▶ [Work instruction 1] According to the article on IndiGo's international expansion, what share of its seats does the airline aim to allocate to overseas flights by FY30?
▶ [Work instruction 2] Extend the article on IndiGo's international expansion past its final sentence.

:: Excerpt to read

IndiGo, is set to significantly expand its international footprint, aiming to increase the share of seats allocated for overseas flights to 40% by FY30, up from the current 28%. The move is part of a broader strategy to secure a larger share of India’s international aviation market, where it currently holds a 19% share.
IndiGo, which outlined its growth plans in a investor presentation filed with the stock exchanges on Wednesday, said that international expansion will be its key focus area. The no-frills airline, which has already doubled its international capacity share over the past seven years, expects to further boost its presence through fleet expansion, route additions, and the introduction of premium seating options.
The carrier’s ambitious roadmap includes increasing its aircraft fleet to over 600 by 2030 from the current 437. It anticipates receiving more than one new aircraft per week in FY26, supporting its goal of meeting growing demand in both domestic and international markets. IndiGo expects to carry 118 million passengers in FY25, with early double-digit growth projected for FY26.
Pieter Elbers, CEO of IndiGo, said that the international air travel from India has long been dominated by non-Indian airlines. “There is a great opportunity to address that market with our planes,” he said, signaling IndiGo’s intent to become a major player in the long-haul space.

::::
:: Extracted data

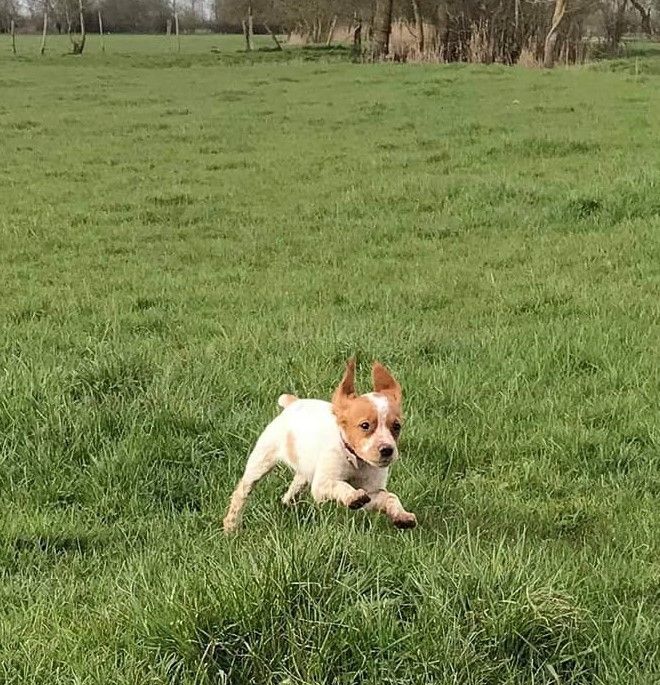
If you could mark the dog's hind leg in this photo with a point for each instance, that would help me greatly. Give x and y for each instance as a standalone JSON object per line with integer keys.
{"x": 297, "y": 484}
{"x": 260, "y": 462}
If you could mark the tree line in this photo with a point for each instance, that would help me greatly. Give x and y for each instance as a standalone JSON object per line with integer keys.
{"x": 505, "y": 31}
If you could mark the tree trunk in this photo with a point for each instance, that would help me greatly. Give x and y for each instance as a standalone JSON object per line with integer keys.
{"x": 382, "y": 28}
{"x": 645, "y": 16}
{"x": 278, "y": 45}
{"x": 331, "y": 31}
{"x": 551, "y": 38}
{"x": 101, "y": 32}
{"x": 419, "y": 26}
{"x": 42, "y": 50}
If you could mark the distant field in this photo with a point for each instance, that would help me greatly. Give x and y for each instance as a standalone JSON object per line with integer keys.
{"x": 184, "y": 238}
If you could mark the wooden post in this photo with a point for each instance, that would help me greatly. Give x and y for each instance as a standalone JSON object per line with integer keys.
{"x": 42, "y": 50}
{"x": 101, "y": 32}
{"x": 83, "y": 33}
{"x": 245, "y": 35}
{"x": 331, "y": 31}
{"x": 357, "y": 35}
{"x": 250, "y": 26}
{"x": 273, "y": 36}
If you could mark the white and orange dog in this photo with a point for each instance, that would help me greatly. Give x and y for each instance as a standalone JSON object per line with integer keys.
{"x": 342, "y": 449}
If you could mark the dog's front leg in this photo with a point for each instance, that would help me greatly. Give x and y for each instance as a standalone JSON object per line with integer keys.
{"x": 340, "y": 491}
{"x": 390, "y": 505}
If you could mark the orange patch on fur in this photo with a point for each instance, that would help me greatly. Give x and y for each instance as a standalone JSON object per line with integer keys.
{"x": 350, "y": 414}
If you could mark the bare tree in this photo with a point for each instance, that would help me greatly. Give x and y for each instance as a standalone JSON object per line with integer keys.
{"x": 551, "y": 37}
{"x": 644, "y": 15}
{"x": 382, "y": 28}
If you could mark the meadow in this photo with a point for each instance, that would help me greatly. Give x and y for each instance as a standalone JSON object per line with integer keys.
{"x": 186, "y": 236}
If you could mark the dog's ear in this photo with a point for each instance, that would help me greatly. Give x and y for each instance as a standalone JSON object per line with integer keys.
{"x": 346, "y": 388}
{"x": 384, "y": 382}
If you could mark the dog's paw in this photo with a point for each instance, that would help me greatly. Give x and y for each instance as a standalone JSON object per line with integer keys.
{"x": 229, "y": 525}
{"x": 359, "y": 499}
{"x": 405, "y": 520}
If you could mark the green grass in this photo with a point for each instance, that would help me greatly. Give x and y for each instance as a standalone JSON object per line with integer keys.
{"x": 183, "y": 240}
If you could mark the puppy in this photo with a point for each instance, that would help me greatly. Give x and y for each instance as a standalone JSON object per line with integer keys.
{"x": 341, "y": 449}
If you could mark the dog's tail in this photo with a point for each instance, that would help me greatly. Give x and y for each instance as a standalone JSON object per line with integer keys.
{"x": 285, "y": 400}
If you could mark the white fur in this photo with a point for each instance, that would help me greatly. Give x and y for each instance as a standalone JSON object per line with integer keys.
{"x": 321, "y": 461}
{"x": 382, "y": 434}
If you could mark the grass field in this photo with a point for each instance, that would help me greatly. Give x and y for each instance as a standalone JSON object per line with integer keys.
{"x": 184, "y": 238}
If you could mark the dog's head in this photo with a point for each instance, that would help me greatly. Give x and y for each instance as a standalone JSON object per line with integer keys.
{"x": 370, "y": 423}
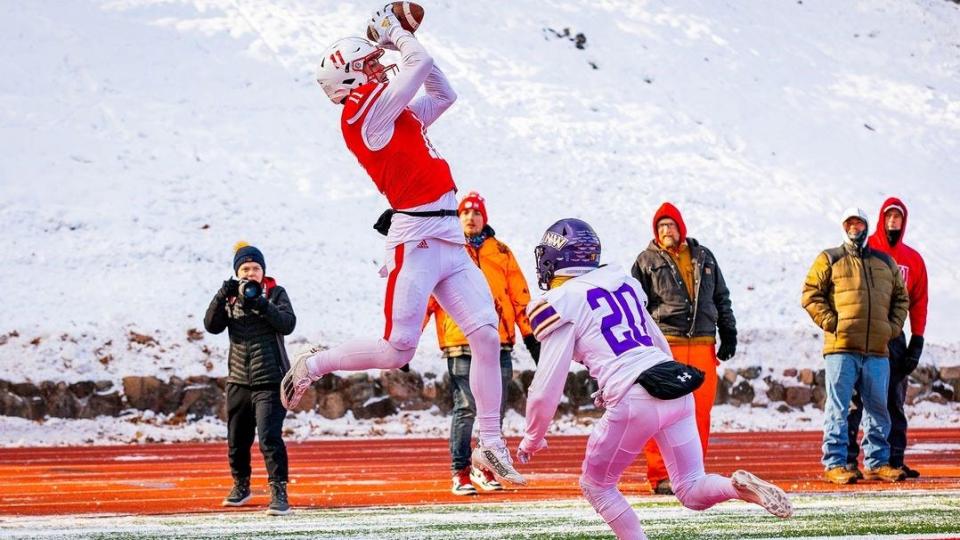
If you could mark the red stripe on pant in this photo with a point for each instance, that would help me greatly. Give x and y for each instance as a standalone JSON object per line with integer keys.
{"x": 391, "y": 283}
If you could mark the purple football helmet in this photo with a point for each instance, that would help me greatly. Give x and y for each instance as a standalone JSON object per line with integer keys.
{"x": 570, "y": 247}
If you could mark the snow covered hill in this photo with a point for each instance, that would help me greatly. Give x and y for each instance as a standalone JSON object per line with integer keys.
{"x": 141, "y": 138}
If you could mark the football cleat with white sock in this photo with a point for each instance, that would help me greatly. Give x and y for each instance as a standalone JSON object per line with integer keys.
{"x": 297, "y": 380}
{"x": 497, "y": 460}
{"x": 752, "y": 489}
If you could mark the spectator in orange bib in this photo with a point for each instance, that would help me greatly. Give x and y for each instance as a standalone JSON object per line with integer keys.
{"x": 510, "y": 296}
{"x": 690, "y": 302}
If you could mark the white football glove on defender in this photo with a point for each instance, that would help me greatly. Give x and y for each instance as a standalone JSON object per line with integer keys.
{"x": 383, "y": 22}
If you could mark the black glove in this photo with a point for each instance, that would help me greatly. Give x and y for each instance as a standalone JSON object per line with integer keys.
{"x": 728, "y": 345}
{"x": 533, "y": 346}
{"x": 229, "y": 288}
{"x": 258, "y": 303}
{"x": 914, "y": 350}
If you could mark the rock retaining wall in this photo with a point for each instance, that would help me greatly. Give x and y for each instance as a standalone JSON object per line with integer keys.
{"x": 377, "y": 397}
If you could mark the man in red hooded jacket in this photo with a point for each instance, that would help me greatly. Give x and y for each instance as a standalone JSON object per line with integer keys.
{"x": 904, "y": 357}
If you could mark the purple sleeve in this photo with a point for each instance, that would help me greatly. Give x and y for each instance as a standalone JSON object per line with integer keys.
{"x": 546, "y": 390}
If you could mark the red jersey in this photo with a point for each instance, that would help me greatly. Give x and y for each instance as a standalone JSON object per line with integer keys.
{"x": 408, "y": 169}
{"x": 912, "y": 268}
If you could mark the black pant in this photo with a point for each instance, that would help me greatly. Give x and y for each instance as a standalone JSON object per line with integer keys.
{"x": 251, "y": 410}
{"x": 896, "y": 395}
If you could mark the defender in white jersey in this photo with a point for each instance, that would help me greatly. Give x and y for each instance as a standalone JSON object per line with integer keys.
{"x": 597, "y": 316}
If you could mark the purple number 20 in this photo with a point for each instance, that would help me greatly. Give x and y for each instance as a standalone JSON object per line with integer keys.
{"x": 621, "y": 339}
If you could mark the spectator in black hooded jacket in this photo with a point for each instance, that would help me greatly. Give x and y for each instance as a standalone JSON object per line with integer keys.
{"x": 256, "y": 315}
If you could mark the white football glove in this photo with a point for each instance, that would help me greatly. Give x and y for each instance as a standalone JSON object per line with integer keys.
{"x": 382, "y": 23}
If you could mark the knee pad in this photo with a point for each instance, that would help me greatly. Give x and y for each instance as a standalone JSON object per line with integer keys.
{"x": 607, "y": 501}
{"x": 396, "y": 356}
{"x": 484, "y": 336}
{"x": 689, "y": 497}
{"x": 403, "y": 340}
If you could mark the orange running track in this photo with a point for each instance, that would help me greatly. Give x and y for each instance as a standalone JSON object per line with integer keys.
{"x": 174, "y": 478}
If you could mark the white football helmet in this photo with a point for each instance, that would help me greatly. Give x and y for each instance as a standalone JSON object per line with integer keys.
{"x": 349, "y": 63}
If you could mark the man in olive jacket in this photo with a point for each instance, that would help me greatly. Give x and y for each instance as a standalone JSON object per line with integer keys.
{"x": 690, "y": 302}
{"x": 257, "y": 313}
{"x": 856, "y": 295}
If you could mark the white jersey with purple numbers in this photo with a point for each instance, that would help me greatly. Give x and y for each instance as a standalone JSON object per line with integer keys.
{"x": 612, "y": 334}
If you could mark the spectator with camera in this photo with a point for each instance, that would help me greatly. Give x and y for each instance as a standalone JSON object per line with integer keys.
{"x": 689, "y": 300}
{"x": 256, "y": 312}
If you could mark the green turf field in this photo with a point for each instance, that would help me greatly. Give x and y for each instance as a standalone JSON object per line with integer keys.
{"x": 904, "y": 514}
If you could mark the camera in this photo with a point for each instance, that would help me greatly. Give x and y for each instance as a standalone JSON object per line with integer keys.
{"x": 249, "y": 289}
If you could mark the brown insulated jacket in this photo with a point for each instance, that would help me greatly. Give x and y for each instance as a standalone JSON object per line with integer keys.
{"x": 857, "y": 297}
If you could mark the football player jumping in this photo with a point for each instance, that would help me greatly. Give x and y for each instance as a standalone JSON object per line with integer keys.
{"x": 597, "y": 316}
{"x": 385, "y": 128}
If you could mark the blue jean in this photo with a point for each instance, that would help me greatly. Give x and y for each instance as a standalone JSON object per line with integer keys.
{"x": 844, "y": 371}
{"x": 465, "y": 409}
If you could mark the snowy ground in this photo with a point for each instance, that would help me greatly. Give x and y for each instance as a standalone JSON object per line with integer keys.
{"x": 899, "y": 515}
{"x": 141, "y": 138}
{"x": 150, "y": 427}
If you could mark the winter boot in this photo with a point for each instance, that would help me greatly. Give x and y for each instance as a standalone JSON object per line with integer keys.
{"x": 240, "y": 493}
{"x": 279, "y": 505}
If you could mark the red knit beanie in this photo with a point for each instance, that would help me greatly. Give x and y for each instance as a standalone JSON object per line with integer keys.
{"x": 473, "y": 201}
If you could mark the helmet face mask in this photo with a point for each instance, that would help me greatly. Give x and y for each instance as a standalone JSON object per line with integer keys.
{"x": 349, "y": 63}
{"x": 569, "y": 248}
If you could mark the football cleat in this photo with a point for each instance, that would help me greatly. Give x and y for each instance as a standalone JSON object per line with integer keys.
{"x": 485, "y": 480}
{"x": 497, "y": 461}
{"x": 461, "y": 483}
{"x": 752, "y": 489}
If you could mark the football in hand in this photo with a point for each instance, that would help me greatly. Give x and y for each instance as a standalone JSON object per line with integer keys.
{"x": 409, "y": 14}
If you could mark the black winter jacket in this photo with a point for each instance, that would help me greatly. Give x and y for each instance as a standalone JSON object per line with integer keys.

::::

▶ [Exercise output 1] 40%, up from the current 28%.

▶ [Exercise output 2]
The airline plans to introduce new routes across Asia and Europe, leveraging its upcoming Airbus A321XLR aircraft, expected to join the fleet this year. IndiGo recently took a major step toward long-haul expansion by leasing a Boeing 787-9 Dreamliner from Norse Atlantic Airways. Additionally, the carrier aims to introduce business class seats on select Airbus A321XLR and A350 aircraft to cater to the rising demand for premium travel. The decision follows IndiGo’s successful launch of business class seats on domestic routes last year.
IndiGo’s aggressive expansion comes as domestic airlines scramble to keep pace with surging air travel demand, despite ongoing aircraft supply constraints. The airline, which already commands nearly 60% of the domestic market, plans to add around 14 new destinations in FY26 to further strengthen its network.
As part of its broader growth strategy, IndiGo also plans to expand its workforce by over 3,000 employees, signaling confidence in the post-pandemic recovery of the aviation industry.
Domestic air travel market is poised for significant growth, with passenger numbers expected to double from 252 million to 510 million by 2030, according to IndiGo’s estimates.
On Wednesday, shares of Interglobe Aviation which runs IndiGo, closed up 3.54% at Rs 4978.15 on the BSE.